Written problem: Show each line of the listing below that contains the word "range".

— START OF Recorded data —

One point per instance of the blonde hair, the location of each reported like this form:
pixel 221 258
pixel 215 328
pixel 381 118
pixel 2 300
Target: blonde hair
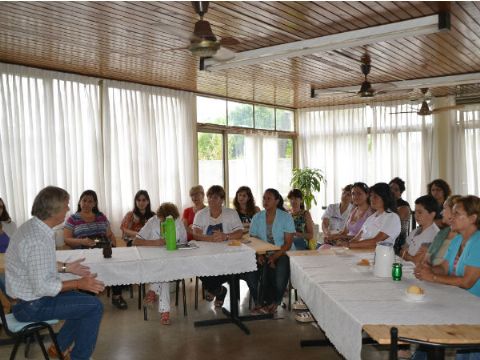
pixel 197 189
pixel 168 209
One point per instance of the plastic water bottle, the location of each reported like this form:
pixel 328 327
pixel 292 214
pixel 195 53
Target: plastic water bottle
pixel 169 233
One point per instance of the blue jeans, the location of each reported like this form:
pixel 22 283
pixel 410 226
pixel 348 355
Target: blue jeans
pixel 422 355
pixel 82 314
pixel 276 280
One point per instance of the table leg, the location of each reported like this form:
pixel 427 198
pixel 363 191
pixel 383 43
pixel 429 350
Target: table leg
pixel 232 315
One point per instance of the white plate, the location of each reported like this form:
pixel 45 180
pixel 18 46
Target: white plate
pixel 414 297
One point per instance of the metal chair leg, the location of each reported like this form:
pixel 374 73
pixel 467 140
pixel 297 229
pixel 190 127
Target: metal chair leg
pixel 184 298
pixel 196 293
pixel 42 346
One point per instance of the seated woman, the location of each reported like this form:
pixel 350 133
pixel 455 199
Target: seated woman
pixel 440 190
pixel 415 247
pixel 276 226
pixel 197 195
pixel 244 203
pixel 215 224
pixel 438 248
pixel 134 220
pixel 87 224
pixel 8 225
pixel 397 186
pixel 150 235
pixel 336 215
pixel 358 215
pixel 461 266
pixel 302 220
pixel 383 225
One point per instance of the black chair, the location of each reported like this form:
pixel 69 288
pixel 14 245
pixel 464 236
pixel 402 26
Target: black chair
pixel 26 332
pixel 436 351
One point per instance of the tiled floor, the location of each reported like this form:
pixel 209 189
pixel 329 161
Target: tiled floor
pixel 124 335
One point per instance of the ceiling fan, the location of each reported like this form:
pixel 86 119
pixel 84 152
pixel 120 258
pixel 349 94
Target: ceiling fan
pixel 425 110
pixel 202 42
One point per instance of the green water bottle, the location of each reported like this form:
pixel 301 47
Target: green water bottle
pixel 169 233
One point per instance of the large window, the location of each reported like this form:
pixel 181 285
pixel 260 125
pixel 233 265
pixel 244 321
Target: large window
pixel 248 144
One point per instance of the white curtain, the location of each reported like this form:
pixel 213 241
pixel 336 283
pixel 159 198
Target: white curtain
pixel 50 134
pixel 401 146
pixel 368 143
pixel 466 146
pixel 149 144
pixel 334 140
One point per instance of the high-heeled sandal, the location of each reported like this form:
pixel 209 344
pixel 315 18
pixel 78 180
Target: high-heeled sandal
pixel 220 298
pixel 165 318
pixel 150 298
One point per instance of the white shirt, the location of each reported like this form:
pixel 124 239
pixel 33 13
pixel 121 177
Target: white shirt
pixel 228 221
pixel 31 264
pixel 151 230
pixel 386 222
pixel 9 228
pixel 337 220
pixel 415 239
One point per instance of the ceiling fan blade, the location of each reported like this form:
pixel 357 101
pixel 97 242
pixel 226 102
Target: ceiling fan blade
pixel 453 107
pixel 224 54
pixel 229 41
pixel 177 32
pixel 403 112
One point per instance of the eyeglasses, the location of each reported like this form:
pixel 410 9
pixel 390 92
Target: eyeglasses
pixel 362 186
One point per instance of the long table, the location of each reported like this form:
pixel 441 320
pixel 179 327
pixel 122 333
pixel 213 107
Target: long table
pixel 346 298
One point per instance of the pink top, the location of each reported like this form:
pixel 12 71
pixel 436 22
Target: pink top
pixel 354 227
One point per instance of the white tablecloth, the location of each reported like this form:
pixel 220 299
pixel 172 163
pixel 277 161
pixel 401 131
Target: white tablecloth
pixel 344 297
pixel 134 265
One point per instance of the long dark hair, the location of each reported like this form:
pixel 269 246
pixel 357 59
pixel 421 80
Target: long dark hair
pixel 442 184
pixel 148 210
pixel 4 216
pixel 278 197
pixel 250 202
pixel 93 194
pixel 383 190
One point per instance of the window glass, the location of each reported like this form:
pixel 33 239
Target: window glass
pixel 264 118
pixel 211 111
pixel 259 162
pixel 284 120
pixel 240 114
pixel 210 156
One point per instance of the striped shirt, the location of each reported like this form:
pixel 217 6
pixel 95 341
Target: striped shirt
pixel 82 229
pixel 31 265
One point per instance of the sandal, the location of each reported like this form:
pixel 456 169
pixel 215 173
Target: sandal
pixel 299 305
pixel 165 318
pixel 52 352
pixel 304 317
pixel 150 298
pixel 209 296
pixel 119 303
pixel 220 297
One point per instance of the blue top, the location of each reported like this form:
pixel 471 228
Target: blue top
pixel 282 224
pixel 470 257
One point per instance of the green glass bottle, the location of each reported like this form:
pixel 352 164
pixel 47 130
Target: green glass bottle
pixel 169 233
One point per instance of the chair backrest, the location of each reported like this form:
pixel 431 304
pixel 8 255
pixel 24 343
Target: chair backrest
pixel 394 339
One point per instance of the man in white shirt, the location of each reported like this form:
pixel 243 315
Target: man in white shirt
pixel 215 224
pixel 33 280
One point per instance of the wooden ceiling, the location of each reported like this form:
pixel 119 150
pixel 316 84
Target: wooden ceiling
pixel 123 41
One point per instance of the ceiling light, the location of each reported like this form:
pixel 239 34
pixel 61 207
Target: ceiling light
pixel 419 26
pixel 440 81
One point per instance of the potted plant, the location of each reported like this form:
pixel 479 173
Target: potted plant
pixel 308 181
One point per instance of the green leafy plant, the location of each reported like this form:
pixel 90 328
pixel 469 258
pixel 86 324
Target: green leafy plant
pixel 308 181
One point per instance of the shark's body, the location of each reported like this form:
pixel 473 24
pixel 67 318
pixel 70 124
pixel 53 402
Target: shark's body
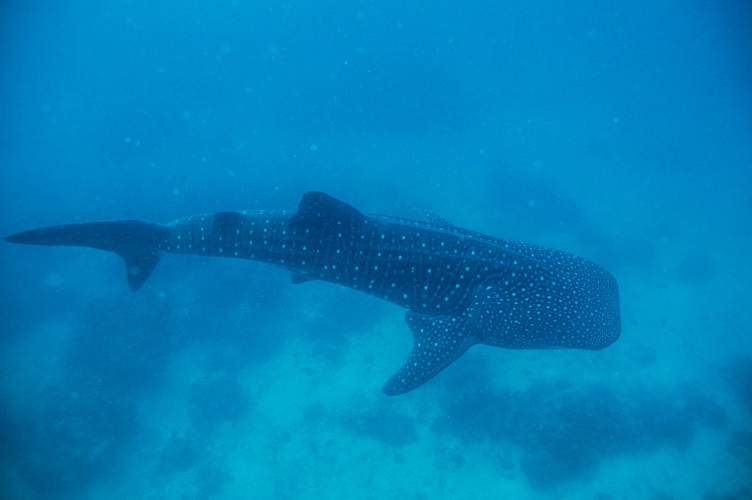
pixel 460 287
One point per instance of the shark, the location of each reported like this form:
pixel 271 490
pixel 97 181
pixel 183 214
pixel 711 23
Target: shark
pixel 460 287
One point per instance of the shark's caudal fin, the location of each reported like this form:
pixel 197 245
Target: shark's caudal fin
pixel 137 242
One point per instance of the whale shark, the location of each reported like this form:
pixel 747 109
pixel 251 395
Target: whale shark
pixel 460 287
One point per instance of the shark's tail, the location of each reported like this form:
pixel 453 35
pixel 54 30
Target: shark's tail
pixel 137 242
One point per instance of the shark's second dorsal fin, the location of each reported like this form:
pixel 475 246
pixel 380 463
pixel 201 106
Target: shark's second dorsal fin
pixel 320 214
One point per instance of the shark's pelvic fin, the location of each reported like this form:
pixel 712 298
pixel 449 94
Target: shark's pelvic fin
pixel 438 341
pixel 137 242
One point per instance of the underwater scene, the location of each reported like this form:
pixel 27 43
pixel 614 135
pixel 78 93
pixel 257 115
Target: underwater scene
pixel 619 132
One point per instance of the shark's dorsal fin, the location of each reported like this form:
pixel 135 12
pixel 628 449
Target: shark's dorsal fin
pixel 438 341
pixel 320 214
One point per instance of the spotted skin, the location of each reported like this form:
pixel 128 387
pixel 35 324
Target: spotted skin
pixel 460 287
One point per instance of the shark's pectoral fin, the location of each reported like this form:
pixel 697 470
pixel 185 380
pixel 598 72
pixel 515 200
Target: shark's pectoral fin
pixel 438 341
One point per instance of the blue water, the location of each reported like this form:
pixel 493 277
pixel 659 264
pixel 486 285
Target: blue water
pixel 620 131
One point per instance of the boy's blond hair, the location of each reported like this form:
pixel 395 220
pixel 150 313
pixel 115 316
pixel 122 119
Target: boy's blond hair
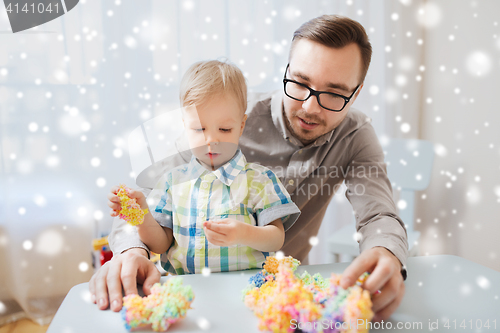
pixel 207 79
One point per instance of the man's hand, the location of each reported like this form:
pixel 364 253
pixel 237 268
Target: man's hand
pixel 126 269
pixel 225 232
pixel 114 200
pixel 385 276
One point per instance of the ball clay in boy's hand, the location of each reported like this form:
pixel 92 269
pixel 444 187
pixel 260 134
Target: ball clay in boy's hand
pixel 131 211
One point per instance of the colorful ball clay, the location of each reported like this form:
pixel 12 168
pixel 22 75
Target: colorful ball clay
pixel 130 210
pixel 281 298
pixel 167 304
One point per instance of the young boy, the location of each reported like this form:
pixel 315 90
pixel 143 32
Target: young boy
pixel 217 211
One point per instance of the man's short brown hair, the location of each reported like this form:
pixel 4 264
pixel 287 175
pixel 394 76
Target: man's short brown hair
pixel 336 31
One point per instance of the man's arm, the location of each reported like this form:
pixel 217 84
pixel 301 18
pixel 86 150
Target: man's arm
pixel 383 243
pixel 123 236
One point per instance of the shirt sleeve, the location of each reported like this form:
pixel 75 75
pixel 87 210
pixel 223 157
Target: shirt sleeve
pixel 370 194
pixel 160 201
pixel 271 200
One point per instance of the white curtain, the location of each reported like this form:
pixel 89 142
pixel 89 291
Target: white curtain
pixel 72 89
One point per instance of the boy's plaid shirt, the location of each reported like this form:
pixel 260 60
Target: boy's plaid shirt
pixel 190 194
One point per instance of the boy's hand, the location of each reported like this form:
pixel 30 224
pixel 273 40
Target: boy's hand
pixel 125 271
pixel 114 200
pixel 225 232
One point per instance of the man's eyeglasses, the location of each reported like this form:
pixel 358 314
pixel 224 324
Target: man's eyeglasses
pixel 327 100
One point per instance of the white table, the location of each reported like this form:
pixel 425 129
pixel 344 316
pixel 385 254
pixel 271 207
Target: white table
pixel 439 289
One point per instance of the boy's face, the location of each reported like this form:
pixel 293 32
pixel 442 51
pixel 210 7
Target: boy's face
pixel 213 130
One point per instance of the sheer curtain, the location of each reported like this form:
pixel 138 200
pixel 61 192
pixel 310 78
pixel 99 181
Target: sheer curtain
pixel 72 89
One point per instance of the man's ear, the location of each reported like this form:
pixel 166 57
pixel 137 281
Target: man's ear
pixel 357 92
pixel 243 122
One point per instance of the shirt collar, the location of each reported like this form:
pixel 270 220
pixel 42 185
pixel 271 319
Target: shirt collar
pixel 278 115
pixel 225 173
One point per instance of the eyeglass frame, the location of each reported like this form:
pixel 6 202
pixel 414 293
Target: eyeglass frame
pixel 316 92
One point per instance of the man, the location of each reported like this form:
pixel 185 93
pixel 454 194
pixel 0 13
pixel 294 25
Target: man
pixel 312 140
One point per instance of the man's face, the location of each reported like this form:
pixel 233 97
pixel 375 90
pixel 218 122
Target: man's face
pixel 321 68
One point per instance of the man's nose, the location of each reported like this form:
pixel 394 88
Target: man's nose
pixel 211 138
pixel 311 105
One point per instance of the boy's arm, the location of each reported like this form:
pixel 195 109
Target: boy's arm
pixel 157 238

— END OF Recorded data —
— START OF Recorded data —

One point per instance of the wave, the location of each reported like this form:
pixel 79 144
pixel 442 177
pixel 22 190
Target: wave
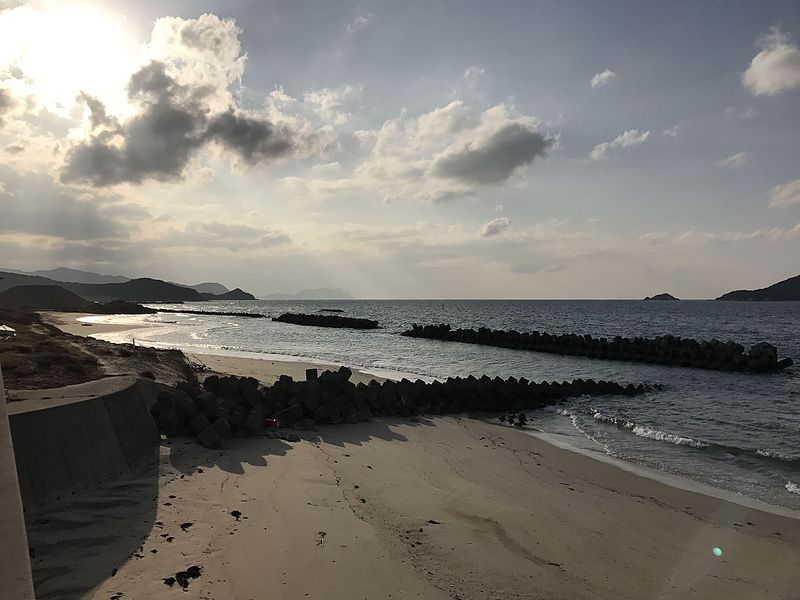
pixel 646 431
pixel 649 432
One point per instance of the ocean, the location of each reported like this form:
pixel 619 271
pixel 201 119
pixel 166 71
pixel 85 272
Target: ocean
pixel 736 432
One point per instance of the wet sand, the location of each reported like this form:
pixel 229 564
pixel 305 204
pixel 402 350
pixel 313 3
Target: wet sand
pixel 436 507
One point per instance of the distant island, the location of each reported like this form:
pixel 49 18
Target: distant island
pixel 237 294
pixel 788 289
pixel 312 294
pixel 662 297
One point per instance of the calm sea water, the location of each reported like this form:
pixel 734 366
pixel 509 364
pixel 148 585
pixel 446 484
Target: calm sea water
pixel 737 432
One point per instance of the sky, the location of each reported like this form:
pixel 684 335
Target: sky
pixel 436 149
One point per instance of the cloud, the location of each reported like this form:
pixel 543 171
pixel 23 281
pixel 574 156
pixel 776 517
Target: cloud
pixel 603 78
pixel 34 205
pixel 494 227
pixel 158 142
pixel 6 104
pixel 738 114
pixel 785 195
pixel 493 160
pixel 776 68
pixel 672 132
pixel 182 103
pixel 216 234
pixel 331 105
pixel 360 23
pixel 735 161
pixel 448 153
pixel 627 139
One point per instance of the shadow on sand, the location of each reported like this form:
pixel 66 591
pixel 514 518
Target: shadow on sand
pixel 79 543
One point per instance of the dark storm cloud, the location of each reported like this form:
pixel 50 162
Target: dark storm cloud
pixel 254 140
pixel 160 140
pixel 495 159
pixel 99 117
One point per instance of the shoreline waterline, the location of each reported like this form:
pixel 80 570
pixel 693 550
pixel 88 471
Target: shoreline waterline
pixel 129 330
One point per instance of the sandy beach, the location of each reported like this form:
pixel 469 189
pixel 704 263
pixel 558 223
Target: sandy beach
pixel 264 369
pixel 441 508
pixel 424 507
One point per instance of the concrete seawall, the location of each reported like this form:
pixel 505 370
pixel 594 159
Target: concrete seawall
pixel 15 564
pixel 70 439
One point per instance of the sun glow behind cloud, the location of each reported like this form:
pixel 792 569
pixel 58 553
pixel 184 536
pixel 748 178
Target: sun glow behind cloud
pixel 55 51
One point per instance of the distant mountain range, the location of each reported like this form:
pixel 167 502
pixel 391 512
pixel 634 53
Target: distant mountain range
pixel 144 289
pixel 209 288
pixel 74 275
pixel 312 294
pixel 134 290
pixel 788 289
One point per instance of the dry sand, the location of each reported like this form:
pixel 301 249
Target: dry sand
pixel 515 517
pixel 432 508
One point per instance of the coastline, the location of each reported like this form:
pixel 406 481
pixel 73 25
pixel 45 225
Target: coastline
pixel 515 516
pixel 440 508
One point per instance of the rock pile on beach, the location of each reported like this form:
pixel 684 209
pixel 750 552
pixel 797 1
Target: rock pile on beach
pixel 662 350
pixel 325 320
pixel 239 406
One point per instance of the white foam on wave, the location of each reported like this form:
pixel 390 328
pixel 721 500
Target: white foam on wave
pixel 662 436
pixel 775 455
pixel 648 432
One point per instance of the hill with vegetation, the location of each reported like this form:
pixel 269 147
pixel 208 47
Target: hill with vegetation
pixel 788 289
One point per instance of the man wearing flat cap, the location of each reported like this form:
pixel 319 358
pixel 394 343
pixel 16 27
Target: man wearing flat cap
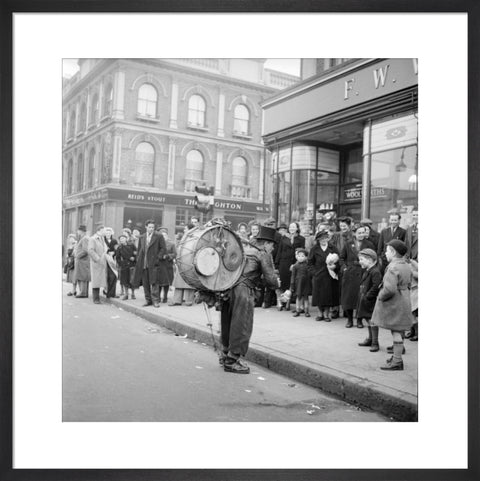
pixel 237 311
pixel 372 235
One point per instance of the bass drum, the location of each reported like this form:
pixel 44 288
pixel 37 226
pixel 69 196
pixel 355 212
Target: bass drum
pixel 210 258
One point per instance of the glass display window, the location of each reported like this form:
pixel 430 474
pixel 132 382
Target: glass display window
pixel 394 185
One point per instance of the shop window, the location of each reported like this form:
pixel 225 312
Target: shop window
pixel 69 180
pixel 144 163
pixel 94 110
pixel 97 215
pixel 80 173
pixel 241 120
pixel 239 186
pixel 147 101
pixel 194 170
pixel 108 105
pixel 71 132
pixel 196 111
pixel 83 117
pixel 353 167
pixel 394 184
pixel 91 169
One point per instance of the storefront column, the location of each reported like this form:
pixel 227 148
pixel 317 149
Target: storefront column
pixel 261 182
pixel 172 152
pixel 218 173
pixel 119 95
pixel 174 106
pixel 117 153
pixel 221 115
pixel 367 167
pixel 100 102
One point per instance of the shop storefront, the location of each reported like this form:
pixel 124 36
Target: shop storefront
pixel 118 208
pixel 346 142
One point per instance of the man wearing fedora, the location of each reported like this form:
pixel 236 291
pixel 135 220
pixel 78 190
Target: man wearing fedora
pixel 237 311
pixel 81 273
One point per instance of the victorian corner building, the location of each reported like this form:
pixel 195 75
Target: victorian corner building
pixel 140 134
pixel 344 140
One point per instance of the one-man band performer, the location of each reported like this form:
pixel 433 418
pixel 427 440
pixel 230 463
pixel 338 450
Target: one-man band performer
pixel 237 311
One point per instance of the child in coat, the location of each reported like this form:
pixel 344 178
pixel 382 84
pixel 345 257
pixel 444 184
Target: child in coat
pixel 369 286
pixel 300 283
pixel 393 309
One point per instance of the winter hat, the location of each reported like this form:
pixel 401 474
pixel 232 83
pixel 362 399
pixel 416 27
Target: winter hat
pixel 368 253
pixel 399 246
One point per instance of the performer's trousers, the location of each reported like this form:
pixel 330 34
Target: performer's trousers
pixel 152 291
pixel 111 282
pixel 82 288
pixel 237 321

— END OF Recorded data —
— START OF Recorded data —

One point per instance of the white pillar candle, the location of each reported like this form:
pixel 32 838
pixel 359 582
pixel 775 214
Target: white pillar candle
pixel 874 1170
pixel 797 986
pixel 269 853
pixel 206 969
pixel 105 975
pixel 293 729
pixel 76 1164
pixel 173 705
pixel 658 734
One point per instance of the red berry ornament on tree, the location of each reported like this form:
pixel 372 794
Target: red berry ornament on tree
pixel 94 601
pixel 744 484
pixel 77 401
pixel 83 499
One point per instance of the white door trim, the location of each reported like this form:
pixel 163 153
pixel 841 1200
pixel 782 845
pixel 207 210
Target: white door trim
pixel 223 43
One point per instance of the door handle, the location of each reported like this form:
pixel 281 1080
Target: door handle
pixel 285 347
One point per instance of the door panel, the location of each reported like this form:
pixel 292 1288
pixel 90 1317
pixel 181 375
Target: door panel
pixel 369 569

— END OF Recorded data —

Response to this exercise:
One point per instance of the distant mountain range, the location of each reported like this form:
Target: distant mountain range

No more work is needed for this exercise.